→ **TASK PROMPT**
Please recast all of the data below as a numbered list with one line per item, leaving out any blank lines.

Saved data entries
________________________________________
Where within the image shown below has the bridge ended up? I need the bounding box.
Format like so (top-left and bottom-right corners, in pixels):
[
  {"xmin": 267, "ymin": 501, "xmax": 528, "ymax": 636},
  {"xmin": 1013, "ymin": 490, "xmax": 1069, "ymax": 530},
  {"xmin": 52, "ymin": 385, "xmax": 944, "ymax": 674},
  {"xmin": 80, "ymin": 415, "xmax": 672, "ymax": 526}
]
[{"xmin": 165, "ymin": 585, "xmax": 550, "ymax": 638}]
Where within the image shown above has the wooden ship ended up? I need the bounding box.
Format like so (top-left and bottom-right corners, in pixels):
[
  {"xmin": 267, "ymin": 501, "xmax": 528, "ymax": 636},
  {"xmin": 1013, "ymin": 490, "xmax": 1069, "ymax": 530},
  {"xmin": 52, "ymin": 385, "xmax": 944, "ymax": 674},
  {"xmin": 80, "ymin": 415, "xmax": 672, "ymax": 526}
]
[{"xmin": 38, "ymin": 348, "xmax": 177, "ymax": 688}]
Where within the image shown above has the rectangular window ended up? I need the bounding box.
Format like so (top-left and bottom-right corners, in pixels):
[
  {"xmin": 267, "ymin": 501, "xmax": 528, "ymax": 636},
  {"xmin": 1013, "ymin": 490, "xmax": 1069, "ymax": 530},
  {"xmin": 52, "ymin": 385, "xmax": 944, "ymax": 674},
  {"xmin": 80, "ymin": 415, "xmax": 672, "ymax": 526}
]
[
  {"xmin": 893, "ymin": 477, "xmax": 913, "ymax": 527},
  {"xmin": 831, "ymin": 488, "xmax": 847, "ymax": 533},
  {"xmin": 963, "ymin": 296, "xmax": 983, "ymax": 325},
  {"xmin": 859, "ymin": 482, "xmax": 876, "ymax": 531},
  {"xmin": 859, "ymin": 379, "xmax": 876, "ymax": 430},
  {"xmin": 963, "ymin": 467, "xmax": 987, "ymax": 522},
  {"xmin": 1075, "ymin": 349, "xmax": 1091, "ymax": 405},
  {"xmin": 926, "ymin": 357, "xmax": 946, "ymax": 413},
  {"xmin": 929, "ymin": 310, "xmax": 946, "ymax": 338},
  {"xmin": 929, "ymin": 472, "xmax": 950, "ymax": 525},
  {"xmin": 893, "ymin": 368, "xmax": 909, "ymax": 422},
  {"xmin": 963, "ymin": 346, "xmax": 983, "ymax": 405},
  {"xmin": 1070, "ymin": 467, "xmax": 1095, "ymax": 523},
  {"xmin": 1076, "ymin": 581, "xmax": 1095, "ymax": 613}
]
________________________________________
→ **CORRECT RESULT**
1. Where within the image shown below has the bridge ended up? I need the bounding box.
2. Format like so (top-left and bottom-right corners, in pixels):
3. [
4.   {"xmin": 267, "ymin": 501, "xmax": 528, "ymax": 636},
5.   {"xmin": 1013, "ymin": 490, "xmax": 1069, "ymax": 530},
6.   {"xmin": 52, "ymin": 385, "xmax": 944, "ymax": 674},
7.   {"xmin": 80, "ymin": 415, "xmax": 672, "ymax": 526}
8. ]
9. [{"xmin": 165, "ymin": 585, "xmax": 550, "ymax": 638}]
10. Where within the image shown above has the wooden ship ended up? I need the bounding box.
11. Format like so (top-left and bottom-right corners, in pixels):
12. [
13.   {"xmin": 267, "ymin": 501, "xmax": 528, "ymax": 636},
14.   {"xmin": 1013, "ymin": 490, "xmax": 1069, "ymax": 530},
15.   {"xmin": 52, "ymin": 385, "xmax": 944, "ymax": 674},
16.   {"xmin": 80, "ymin": 415, "xmax": 672, "ymax": 526}
17. ]
18. [{"xmin": 38, "ymin": 348, "xmax": 177, "ymax": 688}]
19. Where within the image shown above has the rectangular window ended up? I need the bounding box.
20. Format like so (top-left and bottom-right corners, in pixels):
21. [
22.   {"xmin": 267, "ymin": 501, "xmax": 528, "ymax": 636},
23.   {"xmin": 1013, "ymin": 490, "xmax": 1069, "ymax": 530},
24.   {"xmin": 52, "ymin": 385, "xmax": 944, "ymax": 674},
25.   {"xmin": 80, "ymin": 415, "xmax": 672, "ymax": 526}
26. ]
27. [
28.   {"xmin": 893, "ymin": 477, "xmax": 913, "ymax": 527},
29.   {"xmin": 831, "ymin": 488, "xmax": 847, "ymax": 533},
30.   {"xmin": 963, "ymin": 296, "xmax": 983, "ymax": 325},
31.   {"xmin": 859, "ymin": 482, "xmax": 876, "ymax": 531},
32.   {"xmin": 859, "ymin": 379, "xmax": 876, "ymax": 430},
33.   {"xmin": 963, "ymin": 467, "xmax": 987, "ymax": 522},
34.   {"xmin": 1075, "ymin": 349, "xmax": 1091, "ymax": 405},
35.   {"xmin": 926, "ymin": 357, "xmax": 946, "ymax": 413},
36.   {"xmin": 929, "ymin": 310, "xmax": 946, "ymax": 338},
37.   {"xmin": 929, "ymin": 472, "xmax": 950, "ymax": 525},
38.   {"xmin": 893, "ymin": 368, "xmax": 909, "ymax": 422},
39.   {"xmin": 963, "ymin": 346, "xmax": 983, "ymax": 405},
40.   {"xmin": 1070, "ymin": 467, "xmax": 1095, "ymax": 523},
41.   {"xmin": 1076, "ymin": 581, "xmax": 1095, "ymax": 613}
42. ]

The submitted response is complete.